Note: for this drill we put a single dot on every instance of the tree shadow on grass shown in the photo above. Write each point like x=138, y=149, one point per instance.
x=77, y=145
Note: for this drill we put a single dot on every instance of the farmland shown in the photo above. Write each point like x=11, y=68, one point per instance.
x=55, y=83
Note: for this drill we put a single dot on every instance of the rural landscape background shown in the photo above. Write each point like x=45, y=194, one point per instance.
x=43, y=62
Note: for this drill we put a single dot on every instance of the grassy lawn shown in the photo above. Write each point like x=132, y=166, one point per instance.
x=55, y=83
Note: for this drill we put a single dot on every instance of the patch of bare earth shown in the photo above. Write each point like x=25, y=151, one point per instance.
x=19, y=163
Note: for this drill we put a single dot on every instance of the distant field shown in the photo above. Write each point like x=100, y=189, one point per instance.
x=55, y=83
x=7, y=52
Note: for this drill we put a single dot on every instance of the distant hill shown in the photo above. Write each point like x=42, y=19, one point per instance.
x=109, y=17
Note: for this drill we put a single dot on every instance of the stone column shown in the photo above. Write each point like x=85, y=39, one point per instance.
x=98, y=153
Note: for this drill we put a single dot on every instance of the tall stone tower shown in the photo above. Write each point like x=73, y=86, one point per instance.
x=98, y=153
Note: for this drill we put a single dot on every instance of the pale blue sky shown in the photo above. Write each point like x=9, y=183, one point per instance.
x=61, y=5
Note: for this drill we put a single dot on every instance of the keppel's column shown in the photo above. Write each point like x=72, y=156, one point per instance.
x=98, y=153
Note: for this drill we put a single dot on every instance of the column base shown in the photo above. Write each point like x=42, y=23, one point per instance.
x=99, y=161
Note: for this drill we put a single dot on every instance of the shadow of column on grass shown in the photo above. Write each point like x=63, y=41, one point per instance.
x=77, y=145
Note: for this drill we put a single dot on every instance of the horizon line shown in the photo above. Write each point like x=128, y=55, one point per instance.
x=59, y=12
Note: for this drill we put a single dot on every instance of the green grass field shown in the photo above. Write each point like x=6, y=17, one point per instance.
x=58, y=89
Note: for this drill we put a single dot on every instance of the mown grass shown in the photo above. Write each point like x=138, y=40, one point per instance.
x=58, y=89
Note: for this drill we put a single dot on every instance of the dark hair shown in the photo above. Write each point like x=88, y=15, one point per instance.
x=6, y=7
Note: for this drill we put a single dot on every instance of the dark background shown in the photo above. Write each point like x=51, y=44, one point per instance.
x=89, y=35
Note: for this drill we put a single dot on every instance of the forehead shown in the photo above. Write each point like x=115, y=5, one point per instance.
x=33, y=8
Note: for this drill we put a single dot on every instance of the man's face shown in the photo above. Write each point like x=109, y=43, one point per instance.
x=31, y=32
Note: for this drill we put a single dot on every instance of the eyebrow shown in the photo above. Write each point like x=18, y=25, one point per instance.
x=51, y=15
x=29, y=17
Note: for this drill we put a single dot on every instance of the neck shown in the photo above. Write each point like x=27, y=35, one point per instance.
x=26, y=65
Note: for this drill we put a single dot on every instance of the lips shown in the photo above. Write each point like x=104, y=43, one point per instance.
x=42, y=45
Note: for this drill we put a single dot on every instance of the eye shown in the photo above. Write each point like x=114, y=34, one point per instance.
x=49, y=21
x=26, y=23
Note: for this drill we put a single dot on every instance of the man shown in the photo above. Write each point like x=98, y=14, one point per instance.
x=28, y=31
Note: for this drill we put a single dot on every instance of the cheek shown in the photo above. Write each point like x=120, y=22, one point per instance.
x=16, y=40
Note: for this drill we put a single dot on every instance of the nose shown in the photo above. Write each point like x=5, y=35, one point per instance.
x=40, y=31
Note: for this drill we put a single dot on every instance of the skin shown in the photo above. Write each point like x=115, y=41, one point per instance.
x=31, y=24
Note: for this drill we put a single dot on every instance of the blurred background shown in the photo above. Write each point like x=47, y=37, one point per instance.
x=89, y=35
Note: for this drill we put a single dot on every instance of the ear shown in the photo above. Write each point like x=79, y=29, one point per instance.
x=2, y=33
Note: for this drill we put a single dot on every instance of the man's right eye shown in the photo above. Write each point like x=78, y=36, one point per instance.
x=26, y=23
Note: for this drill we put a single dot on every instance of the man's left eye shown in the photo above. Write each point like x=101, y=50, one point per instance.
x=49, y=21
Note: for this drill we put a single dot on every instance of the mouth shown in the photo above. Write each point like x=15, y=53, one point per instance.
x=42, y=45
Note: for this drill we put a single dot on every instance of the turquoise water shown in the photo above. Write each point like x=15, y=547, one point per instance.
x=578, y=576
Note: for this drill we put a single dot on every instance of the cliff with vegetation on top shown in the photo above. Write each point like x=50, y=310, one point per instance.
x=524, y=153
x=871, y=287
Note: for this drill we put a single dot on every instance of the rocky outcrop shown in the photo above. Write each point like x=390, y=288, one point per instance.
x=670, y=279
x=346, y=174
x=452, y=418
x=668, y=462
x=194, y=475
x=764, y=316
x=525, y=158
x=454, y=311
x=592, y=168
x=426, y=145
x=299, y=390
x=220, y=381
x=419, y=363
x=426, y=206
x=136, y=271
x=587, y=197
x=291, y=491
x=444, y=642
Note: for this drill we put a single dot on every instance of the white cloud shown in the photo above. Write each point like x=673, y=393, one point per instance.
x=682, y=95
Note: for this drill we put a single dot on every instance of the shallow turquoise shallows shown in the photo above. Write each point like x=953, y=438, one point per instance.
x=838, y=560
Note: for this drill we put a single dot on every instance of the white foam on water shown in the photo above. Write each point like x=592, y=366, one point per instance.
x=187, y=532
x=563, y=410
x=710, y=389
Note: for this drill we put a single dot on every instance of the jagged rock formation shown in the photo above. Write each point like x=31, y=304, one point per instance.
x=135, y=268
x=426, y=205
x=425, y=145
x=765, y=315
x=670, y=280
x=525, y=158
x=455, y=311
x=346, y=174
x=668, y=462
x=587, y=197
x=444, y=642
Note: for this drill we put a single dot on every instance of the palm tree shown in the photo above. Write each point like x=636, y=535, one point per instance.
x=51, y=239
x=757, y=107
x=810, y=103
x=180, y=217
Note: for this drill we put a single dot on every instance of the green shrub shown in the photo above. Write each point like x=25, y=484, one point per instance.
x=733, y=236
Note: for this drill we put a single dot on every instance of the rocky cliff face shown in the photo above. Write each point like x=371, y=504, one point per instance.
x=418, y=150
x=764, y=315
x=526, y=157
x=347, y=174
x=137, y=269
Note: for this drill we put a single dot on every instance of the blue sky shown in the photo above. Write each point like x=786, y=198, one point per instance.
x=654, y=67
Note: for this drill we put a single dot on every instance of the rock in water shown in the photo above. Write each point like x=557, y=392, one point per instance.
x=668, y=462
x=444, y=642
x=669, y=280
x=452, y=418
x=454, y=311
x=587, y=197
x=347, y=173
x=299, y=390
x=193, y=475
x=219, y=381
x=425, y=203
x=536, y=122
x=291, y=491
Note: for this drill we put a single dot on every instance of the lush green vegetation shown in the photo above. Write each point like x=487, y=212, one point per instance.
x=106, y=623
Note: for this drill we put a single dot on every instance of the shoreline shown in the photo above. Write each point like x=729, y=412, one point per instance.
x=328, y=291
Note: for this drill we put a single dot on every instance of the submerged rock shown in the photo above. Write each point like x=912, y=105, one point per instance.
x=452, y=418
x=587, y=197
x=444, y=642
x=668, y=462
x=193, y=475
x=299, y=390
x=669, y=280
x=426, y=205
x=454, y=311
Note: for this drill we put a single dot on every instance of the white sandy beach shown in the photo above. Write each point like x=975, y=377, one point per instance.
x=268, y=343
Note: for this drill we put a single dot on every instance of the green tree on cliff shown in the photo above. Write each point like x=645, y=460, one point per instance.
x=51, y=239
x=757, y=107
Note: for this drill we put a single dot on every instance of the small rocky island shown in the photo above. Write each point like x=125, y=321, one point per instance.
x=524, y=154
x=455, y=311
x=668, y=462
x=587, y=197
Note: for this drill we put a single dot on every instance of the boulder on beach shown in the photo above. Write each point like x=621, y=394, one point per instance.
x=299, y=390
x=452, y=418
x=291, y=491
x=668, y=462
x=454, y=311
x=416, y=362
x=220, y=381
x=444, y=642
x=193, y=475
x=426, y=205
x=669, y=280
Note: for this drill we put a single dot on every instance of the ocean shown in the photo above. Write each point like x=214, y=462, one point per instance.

→ What to produce: Reproduce, exactly and with nothing added, the lines from the one that includes "y=321, one point per instance." through the last line of the material.

→ Answer:
Note: for this drill we put a single dot on every instance of the small rocky island shown in the photo above. Write each point like x=125, y=321, one point per instance.
x=524, y=154
x=455, y=311
x=668, y=462
x=587, y=197
Note: for this drill we put a single dot on every instance of the boulder on beach shown in the photo above. Write each point like x=621, y=394, one point per instance.
x=299, y=390
x=452, y=418
x=291, y=491
x=668, y=462
x=454, y=311
x=416, y=362
x=220, y=381
x=444, y=642
x=193, y=475
x=426, y=205
x=669, y=280
Note: for this drill we put a single dot on every instance of the ocean shown in the photo above. Write each point like x=214, y=462, one point per instance.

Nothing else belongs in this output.